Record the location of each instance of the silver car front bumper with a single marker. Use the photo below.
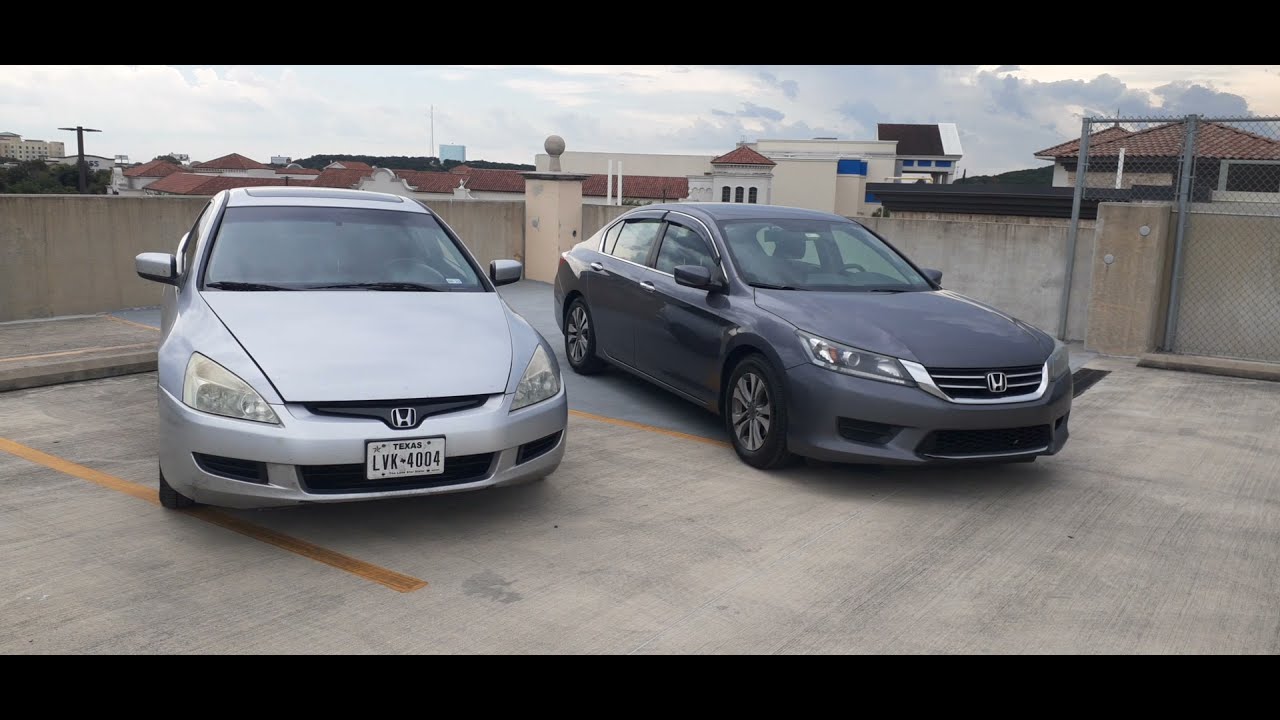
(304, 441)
* * *
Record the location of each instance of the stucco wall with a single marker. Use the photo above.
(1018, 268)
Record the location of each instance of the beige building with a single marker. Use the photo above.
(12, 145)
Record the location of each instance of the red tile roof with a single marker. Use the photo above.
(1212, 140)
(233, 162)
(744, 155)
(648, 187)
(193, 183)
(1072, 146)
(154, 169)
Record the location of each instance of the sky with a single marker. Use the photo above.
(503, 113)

JOB » Please pull out every line of the data above that contains the string "photo". Case counts.

OUTPUT OF THE EXERCISE »
Record the location of each instance of the silver car front bumper with a single marker. Use the photo below.
Record the location of each instance of the stucco wall with a single marker. Use the photo above.
Record the location of each instance of the beige building with a single marker. Use the photo above.
Record the location of each instance of the red tile roof with a single marker. Use the photo above.
Record the location of each instance of the sky with a single marker. Use the photo above.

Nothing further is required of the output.